• Exercise brief: Summarize the post on the end of the recession in two sentences.

Posted on 12/14/2009 12:25:50 PM PST by GOP_Resurrected

This past weekend, President Obama’s top economic advisor, Larry Summers, said the “recession is over.” But in the next breath he called for more government action to stimulate the economy, in particular, the pace of hiring.

As far as the Administration is concerned, it is government stimulus that brought us this recovery. Now, it’s just a matter of piling on even more government spending to generate job growth.

In one sense we agree completely with Mr. Summers. The recession is over. In fact, the economy has been growing since June. This came as no surprise to us. “An economic recovery should start taking hold by mid-year,” we wrote back on February 2 (“Seismic Indicators Sense Some Inner Rumblings”). Remember that bleak time, when many economists thought Great Depression II was on the way and conventional wisdom expected the recession would last until at least late 2009 and maybe well into 2010?

Now, politicians are doing exactly what we warned about back on January 12 (“No Vicious Consumer Cycle”) when we said that “any ‘stimulus’ applied by government has less to do with creating the recovery than letting politicians take credit when the recovery happens.”

But it was the reform of mark-to-market accounting, easy money and the normal tendency for free markets to heal themselves from panic that have created the current V-shaped recovery. The federal funds rate has been effectively zero for the past year, even as monetary velocity has revived. Meanwhile, business inventories are at rock-bottom levels which leaves room for production increases and the income gains that come with it. In addition, households have brought down their debt levels and are saving a larger share of their incomes, meaning they are less encumbered by debt obligations going forward.

Others argue that “cash for clunkers” artificially and temporarily boosted the economy, but each passing month makes that argument less plausible. Americans bought cars and light trucks at a 10.4 million annualized rate in October and a 10.9 million pace in November. This is well above the pre-clunker pace of 9.7 million in June.

Comparing November to June shows auto sales are up at a 33% annual rate, and there was supposed to be a clunkers hangover. Imagine what sales would have been in November if we hadn’t subsidized them back in July/August!

• Items:
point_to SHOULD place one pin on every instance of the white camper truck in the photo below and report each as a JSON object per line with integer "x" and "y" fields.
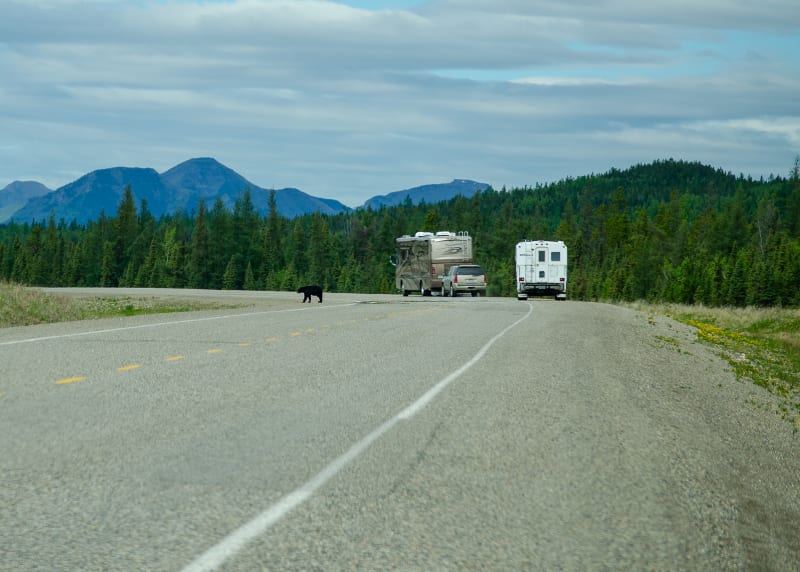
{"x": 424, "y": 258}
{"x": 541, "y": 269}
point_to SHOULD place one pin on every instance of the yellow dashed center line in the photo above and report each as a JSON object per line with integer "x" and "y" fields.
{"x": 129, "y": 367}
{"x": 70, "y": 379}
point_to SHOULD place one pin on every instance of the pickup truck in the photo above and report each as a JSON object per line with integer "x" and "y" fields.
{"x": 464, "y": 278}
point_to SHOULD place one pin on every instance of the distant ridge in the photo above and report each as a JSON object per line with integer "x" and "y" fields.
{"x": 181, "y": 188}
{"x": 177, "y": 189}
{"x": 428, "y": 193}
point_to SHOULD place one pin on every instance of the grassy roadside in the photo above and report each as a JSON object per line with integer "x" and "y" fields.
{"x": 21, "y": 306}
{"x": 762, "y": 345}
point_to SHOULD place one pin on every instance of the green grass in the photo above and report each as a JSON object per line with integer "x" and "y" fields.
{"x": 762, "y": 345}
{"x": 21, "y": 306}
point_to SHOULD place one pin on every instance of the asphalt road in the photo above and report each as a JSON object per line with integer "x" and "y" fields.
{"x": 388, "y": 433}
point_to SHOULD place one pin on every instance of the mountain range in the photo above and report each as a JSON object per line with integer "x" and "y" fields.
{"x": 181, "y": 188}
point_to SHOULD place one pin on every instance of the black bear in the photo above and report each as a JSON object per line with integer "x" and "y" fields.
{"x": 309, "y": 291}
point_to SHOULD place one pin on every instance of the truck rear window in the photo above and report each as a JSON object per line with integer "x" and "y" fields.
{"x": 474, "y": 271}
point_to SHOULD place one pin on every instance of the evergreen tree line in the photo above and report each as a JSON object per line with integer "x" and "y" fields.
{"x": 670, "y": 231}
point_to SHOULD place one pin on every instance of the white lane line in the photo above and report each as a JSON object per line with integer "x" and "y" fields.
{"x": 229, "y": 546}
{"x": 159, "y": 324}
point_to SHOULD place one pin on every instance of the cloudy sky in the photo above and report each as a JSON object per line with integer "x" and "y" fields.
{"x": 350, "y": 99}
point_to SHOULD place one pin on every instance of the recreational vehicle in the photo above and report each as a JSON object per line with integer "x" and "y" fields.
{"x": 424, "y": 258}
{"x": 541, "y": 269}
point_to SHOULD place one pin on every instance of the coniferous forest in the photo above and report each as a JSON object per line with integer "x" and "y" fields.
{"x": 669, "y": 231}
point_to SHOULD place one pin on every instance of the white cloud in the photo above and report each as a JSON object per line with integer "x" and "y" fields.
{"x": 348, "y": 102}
---
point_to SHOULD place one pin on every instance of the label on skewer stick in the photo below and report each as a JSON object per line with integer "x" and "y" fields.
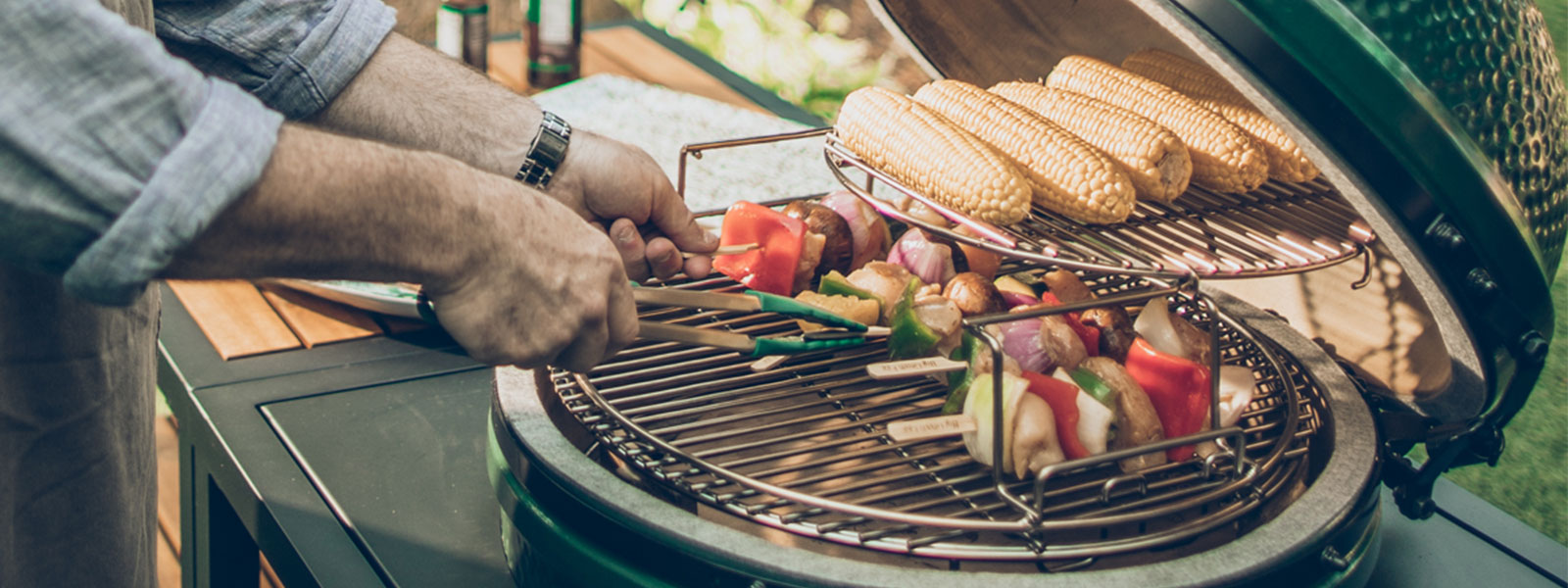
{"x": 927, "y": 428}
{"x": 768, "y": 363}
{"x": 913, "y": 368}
---
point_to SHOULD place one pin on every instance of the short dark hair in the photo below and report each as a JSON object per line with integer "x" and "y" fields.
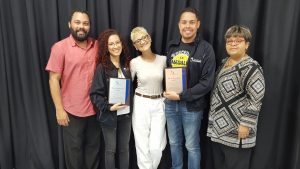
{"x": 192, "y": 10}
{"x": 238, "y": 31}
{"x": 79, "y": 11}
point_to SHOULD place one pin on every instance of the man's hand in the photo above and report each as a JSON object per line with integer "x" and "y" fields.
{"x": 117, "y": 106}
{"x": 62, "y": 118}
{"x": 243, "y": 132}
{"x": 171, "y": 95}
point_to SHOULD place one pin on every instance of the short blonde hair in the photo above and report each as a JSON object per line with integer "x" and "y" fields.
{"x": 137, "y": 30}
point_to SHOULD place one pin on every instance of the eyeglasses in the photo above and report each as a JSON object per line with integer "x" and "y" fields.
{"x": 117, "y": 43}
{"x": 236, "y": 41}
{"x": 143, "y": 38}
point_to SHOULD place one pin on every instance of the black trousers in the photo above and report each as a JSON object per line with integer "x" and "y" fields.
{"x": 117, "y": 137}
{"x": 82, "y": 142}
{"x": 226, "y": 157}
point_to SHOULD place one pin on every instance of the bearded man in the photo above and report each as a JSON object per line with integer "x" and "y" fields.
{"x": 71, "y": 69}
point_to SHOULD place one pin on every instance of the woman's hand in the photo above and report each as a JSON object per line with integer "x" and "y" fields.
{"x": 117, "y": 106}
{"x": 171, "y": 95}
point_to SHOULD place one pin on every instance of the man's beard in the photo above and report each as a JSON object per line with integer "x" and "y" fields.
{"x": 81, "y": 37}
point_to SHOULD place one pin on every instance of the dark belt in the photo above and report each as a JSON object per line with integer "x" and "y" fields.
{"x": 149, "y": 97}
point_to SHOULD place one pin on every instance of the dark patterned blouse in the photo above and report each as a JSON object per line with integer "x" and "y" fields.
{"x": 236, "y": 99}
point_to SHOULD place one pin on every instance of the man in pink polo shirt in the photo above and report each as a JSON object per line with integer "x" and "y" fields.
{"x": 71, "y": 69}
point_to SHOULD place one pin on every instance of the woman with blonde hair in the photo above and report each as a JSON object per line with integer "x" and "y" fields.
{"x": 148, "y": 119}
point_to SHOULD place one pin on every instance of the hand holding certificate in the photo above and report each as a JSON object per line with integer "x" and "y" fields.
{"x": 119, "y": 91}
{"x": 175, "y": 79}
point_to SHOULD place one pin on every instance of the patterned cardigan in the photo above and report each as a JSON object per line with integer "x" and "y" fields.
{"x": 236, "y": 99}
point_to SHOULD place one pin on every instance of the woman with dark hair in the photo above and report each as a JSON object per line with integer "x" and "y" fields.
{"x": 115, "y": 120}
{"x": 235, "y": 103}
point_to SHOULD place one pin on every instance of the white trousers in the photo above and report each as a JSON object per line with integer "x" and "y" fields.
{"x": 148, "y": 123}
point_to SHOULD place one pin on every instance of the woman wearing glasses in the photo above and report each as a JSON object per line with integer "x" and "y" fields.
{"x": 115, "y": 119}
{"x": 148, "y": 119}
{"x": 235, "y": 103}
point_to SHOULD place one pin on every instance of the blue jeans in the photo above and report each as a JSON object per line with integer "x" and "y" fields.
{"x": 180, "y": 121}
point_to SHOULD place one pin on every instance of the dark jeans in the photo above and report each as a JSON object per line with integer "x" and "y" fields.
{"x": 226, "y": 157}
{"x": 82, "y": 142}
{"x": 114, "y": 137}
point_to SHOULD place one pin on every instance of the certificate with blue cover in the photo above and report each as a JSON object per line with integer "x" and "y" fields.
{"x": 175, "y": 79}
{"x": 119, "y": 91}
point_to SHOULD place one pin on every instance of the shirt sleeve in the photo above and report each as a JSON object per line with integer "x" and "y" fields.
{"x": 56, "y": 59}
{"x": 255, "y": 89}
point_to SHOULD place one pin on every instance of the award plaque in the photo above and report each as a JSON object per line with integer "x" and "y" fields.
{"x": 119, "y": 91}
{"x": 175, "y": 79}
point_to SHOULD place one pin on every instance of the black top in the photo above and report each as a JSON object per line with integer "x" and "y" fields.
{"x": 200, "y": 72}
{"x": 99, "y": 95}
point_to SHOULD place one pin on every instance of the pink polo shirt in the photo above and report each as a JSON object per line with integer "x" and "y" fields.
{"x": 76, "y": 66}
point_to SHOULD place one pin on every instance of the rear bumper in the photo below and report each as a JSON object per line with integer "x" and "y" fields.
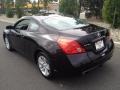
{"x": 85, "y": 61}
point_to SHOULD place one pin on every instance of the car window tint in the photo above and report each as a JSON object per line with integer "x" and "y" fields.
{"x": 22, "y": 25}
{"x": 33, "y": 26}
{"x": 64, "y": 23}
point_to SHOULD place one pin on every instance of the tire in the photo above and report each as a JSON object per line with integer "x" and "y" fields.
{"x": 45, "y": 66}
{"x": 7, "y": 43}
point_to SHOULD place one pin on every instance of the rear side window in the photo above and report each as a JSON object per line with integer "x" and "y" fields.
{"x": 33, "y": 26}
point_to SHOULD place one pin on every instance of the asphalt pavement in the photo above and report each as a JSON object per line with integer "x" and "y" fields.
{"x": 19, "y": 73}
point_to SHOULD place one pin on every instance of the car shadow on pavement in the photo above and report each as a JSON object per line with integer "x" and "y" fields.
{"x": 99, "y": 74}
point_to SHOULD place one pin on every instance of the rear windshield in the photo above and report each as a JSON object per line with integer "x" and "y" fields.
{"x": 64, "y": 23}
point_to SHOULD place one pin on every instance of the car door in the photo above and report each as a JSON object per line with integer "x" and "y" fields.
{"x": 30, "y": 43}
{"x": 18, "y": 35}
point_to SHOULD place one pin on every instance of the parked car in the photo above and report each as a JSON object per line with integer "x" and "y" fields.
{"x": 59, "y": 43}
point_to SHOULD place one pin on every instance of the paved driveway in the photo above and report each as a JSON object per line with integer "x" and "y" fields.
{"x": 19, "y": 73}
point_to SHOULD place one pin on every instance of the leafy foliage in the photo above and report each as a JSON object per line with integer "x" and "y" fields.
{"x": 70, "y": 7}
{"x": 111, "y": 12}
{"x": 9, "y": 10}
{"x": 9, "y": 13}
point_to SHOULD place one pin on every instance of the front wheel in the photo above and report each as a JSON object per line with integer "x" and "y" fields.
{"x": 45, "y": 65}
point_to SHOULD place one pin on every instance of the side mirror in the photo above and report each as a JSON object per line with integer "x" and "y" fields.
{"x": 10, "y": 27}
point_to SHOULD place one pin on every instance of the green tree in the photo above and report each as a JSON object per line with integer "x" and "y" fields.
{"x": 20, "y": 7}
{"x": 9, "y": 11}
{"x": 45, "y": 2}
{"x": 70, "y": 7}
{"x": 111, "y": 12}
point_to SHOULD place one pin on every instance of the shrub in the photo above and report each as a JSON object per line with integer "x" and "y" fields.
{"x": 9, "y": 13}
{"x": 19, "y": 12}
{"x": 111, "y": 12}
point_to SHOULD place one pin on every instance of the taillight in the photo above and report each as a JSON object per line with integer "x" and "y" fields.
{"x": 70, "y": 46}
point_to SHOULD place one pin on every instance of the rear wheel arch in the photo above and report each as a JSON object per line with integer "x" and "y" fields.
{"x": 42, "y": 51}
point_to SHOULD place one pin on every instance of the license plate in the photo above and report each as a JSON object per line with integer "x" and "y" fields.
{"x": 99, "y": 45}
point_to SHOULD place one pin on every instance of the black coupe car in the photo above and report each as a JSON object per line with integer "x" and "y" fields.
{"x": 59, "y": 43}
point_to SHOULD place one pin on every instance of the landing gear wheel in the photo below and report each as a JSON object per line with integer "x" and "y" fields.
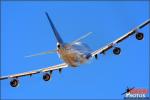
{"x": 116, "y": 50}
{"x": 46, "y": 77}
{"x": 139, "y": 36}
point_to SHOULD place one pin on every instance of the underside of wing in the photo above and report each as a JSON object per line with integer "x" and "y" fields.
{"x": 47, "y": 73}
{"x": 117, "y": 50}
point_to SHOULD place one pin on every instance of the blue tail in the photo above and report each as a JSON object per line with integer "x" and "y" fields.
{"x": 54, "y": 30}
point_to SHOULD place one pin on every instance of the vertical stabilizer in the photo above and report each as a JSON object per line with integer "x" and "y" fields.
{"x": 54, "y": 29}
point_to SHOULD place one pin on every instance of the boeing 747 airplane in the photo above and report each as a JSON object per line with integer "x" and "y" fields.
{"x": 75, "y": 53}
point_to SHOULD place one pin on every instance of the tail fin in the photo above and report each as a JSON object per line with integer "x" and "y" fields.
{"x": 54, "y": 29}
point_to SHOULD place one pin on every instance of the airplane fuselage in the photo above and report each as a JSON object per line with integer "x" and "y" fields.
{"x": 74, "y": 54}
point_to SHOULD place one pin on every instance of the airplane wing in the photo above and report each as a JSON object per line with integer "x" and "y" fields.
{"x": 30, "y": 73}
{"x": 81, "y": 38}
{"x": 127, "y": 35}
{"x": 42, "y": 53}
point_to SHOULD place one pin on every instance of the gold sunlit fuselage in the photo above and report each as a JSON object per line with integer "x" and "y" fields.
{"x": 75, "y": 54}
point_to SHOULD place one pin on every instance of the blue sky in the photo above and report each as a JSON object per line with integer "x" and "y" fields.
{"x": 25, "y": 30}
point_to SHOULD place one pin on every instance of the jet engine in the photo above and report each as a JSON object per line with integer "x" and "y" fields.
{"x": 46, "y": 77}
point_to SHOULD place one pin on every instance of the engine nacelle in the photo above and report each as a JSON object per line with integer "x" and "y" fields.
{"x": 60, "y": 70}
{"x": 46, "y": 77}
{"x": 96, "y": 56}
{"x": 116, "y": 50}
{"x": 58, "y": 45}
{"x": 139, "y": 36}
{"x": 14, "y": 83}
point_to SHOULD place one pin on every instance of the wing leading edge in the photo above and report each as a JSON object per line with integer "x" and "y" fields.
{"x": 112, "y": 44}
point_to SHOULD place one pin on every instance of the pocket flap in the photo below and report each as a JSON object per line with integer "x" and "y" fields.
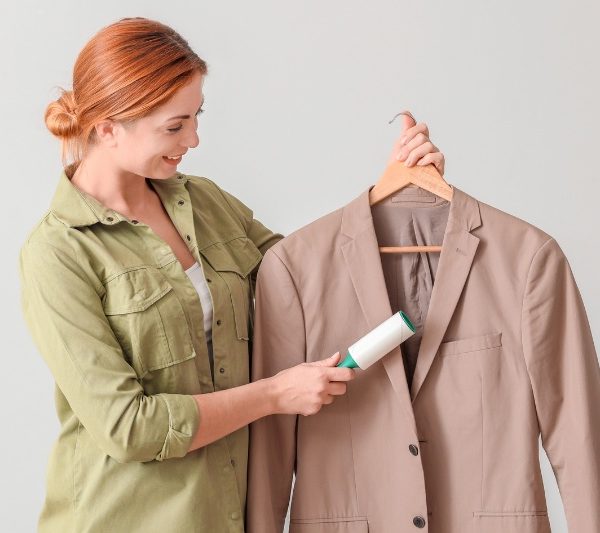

• Expected answer: The post agrees with Larry Summers that the recession is over and notes that the economy has been growing since June. However, it argues that the current V-shaped recovery came from the reform of mark-to-market accounting, easy money, and the tendency of free markets to heal themselves rather than from government stimulus, and it disputes the view that "cash for clunkers" only temporarily boosted the economy by pointing to annualized car and light truck sales of 10.4 million in October and 10.9 million in November, compared with 9.7 million in June.